Work to be completed ▸ Copy all the entries below exactly, but not the pictures.

(Data listing)
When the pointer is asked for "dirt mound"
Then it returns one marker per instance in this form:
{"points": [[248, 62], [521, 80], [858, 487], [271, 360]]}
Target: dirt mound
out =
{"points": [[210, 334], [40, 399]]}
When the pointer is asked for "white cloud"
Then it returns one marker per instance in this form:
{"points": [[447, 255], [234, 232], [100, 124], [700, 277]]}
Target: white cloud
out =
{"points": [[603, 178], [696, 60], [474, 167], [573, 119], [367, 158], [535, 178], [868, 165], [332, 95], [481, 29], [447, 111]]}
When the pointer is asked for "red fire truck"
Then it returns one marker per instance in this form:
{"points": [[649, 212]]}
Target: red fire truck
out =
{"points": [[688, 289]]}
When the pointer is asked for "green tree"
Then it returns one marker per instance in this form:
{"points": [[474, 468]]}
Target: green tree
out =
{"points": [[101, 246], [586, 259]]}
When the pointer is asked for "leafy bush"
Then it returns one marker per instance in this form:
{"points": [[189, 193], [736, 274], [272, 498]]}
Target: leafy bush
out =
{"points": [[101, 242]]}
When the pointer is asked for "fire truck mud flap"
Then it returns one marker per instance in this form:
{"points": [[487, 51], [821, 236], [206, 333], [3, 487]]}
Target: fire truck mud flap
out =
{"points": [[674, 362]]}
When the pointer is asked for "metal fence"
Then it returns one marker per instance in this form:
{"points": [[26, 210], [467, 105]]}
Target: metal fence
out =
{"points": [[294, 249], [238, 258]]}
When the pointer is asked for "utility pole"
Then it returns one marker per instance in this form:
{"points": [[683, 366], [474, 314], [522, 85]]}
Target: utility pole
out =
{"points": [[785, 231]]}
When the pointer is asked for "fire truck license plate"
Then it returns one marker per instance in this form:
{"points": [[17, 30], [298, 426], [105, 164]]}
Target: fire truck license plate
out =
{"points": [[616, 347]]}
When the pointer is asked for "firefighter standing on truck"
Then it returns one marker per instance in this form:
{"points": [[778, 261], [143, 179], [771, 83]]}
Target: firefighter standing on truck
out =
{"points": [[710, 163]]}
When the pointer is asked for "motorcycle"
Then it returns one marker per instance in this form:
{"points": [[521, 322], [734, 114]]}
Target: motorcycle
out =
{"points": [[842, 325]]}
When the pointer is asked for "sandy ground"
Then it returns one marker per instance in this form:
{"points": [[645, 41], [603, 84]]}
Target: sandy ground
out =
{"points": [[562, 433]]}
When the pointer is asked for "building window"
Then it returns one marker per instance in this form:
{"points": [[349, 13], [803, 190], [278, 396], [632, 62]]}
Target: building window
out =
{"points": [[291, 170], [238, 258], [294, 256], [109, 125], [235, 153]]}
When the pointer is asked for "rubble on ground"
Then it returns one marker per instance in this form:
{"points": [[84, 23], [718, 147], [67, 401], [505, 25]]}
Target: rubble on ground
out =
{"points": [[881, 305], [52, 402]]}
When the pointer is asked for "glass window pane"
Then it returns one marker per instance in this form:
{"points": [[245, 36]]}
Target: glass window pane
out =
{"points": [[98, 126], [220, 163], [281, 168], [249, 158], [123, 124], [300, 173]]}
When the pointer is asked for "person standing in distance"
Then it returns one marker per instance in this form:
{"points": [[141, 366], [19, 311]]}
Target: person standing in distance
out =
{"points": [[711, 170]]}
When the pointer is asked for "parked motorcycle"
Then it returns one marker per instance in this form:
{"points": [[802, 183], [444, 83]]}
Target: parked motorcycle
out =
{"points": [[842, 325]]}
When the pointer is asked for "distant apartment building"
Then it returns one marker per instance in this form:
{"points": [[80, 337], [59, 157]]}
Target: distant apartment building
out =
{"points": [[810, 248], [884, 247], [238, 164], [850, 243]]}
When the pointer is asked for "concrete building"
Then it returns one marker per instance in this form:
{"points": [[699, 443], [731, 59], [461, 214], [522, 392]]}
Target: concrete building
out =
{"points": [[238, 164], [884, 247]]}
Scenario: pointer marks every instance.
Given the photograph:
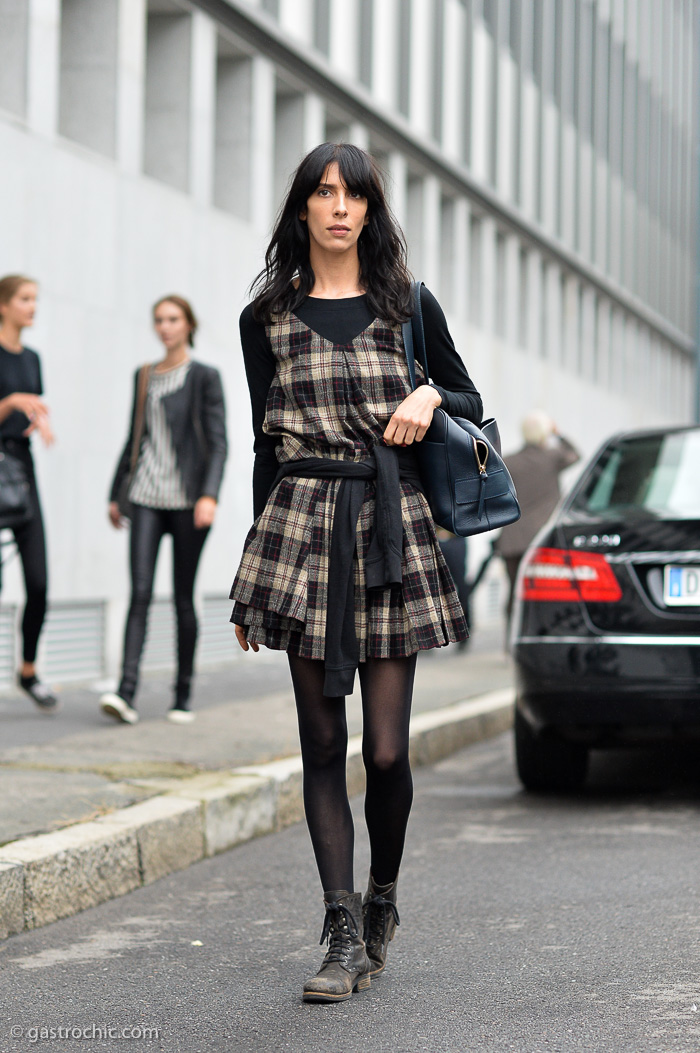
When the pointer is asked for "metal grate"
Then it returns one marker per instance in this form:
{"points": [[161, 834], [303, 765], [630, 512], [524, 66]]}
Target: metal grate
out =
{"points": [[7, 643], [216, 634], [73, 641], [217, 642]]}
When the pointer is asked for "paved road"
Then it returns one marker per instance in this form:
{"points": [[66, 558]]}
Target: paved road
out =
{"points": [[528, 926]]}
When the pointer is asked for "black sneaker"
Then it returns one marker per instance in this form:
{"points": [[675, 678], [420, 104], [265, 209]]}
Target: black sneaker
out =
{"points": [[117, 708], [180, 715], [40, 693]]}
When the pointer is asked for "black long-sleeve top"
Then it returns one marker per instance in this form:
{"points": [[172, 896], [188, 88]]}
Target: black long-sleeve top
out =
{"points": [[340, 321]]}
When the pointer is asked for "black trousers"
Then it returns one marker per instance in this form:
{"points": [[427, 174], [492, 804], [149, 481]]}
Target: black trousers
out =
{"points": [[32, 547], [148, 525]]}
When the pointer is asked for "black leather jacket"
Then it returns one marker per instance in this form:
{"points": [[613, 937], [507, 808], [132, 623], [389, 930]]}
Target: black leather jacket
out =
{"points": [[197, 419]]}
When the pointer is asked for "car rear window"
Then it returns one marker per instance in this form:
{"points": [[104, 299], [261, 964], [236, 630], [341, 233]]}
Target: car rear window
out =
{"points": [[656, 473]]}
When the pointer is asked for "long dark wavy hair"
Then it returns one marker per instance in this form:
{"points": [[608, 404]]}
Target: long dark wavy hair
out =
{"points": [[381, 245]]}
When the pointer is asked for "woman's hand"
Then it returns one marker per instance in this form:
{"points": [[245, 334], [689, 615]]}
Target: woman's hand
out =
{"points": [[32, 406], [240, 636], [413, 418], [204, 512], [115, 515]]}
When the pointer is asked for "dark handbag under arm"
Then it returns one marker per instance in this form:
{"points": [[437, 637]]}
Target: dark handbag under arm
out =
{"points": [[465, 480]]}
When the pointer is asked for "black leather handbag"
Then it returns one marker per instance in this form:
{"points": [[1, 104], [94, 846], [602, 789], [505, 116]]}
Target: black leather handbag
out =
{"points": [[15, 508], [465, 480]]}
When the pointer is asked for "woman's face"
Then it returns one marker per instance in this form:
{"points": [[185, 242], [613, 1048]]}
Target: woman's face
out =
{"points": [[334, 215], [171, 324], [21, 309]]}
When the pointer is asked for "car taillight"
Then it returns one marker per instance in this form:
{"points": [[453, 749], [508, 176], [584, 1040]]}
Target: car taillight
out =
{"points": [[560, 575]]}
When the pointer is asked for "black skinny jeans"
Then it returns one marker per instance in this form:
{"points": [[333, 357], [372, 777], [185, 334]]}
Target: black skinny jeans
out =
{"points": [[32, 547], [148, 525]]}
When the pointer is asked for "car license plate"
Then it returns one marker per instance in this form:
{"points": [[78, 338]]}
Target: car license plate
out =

Solution below ▸
When the pointer is asked for "dirt mound"
Then it returns one marker per instance in this form:
{"points": [[248, 62], [521, 80], [858, 487], [271, 360]]}
Target: dirt mound
out =
{"points": [[210, 334], [40, 399]]}
When the pointer is asked for "white cloud"
Then it returns one marker per instance in this form:
{"points": [[447, 255], [234, 232], [100, 124], [700, 277]]}
Target: white cloud
out =
{"points": [[603, 178], [696, 60], [474, 167], [573, 119], [367, 158], [535, 178], [868, 165], [332, 95], [481, 29], [447, 111]]}
When the pointer is asked for "red fire truck"
Then it returns one marker per instance in this form:
{"points": [[649, 212]]}
Target: red fire truck
out =
{"points": [[688, 289]]}
When the pointer is asked for "green tree"
Then it returns one marker per instance in this form:
{"points": [[474, 468]]}
Target: green tree
out =
{"points": [[101, 246], [586, 259]]}
When the pointer is asked for "leafy bush"
Then it returns one marker per instance in this form:
{"points": [[189, 193], [736, 274], [272, 498]]}
Target: leafy bush
out =
{"points": [[101, 242]]}
When the pointer is asked for "fire truck mud flap"
Then it returns one marker per instance in this form:
{"points": [[487, 51], [821, 236], [206, 333], [3, 487]]}
Target: fire truck mud flap
out =
{"points": [[674, 362]]}
When the pointer is asked for "metal fence"
Then it returns one marker per instance in this form:
{"points": [[26, 210], [467, 105]]}
Target: metal fence
out =
{"points": [[294, 249], [238, 258]]}
When the pointer is asked for "utility pole"
Then it returns one marker per instance in this form:
{"points": [[683, 366], [474, 314], [522, 85]]}
Target: utility pole
out =
{"points": [[785, 231]]}
When the pointer is asked for "fire truck license plate"
Then it returns one marker per instance in this form:
{"points": [[17, 30], [298, 426], [105, 164]]}
Target: fire truck license plate
out =
{"points": [[616, 347]]}
When the pointer is asked for "firefighter standing on truck"
Then it returns one marker per instance in this form:
{"points": [[778, 261], [143, 179], [771, 83]]}
Target: firefighter standing on truck
out =
{"points": [[710, 163]]}
When the pointer is asked for "motorcycle"
Then it returns one marker per instance in this form:
{"points": [[521, 322], [734, 114]]}
Target: motorcycle
out =
{"points": [[842, 325]]}
When the pointer is asked for "sandy ground"
Then it returns one marker per instance in this form:
{"points": [[645, 41], [603, 84]]}
Target: sandy ground
out =
{"points": [[562, 433]]}
When the pointer is asked for "building window"
Then it returns one marker per instance in this form:
{"points": [[349, 13], [803, 190], [278, 396], [632, 62]]}
Target: building window
out =
{"points": [[291, 170], [238, 258], [294, 256], [109, 125], [235, 153]]}
When the pointer is asked for "rubble on ground"
Then it returns one marker per instance in this form:
{"points": [[84, 23], [718, 147], [67, 401], [505, 25]]}
Target: rubble on ground
out =
{"points": [[881, 305], [52, 402]]}
When the pointer is asked for "glass window pane"
Then it returns one marker per instance in this form:
{"points": [[245, 36]]}
Target: glass window pane
out =
{"points": [[98, 126], [220, 163], [281, 168], [249, 158], [123, 124], [300, 173]]}
When the pointer is asked for "person standing in distance"
Then it returns one marker per instance in this form:
{"points": [[141, 366], [19, 311]]}
Target: person standing in distance
out =
{"points": [[711, 170]]}
When the pointer is asked for "parked motorcycle"
Then it returns one marker per instance in this form:
{"points": [[802, 183], [444, 83]]}
Target: parked motorcycle
out =
{"points": [[842, 325]]}
When the pointer is asked for "distant apartment building"
Then it returns one marker per instance in this form:
{"points": [[80, 337], [59, 157]]}
Target: distant apartment building
out =
{"points": [[810, 248], [884, 247], [238, 164], [850, 243]]}
When the pointer is asked for "concrete building"
Then it returns one marker per instance in this form:
{"points": [[699, 443], [731, 59], [461, 214], [522, 392]]}
Target: concrete building
out =
{"points": [[238, 164], [884, 247]]}
Scenario: pointer marks every instance.
Given the photograph:
When the pointer is asked for "metal grate"
Then it returns one marker per instance in this form:
{"points": [[161, 834], [303, 765], [630, 512], [524, 66]]}
Target: metal grate
out =
{"points": [[7, 643], [216, 634], [73, 641], [217, 642]]}
When the pointer is asked for "paved road"
Then it returns one marker per instance in this form:
{"points": [[66, 558]]}
Target: paved road
out =
{"points": [[528, 926]]}
When the pointer is asked for "black sneaker"
Then it returns one marker per instance in this form:
{"points": [[675, 678], [420, 104], [265, 209]]}
Target: black sneaker
out =
{"points": [[117, 708], [180, 715], [40, 693]]}
When the pointer is asked for "black long-sleeve top"
Then it returns one marker per instance in this form:
{"points": [[172, 896], [188, 88]]}
Target: black long-sleeve top
out =
{"points": [[340, 321]]}
When the pointer is asked for "black trousers"
Then it returns one marker per instance in this form:
{"points": [[427, 174], [492, 804], [149, 481]]}
Target: black trousers
out =
{"points": [[32, 547], [148, 525]]}
When the pointer is asked for "black leather jacket"
Then it returns one marker per instance in this form:
{"points": [[613, 937], [507, 808], [132, 623], [389, 930]]}
Target: black leather jacket
out =
{"points": [[197, 419]]}
When the pointer is asked for "car rear window"
Then it returns one marker per instance in this form:
{"points": [[104, 299], [261, 964], [236, 630], [341, 233]]}
Target: car rear window
out =
{"points": [[656, 473]]}
When the pointer is asked for "long dark wavy hair"
Then it returns one marker per instance in this form:
{"points": [[608, 404]]}
Target: long dark wavy hair
out =
{"points": [[381, 245]]}
When the pointer is asked for "woman's hand"
Then it returns one marker per instance in this form:
{"points": [[245, 334], [689, 615]]}
Target: woman's hand
out =
{"points": [[32, 406], [240, 636], [413, 418], [204, 512], [115, 515]]}
When the pointer is asked for "dark handbag under arm"
Then it returns one marker per instance in this form:
{"points": [[437, 637]]}
Target: dark handbag under arm
out =
{"points": [[465, 480]]}
When the pointer is asked for "black leather handbag"
Then it returns one marker per instance in this form:
{"points": [[1, 104], [94, 846], [602, 789], [505, 116]]}
Target: black leather handbag
out =
{"points": [[15, 508], [465, 480]]}
When the pointer is asked for "woman's face"
Then it returns one marker per instance in this form:
{"points": [[185, 242], [613, 1048]]}
Target: woman's face
out =
{"points": [[334, 215], [171, 324], [21, 309]]}
When the pointer is asked for "car taillight"
Then it returns one marker per instance in this form:
{"points": [[453, 749], [508, 176], [584, 1040]]}
Target: car taillight
out =
{"points": [[560, 575]]}
When the pointer is asked for "black skinny jeans"
Then it returns one marker per instance in this form:
{"points": [[333, 357], [372, 777], [185, 334]]}
Target: black skinny jeans
out =
{"points": [[32, 547], [148, 525]]}
When the pointer is asked for "car license plate"
Then it returns one marker per instance in this form:
{"points": [[78, 338]]}
Target: car license plate
out =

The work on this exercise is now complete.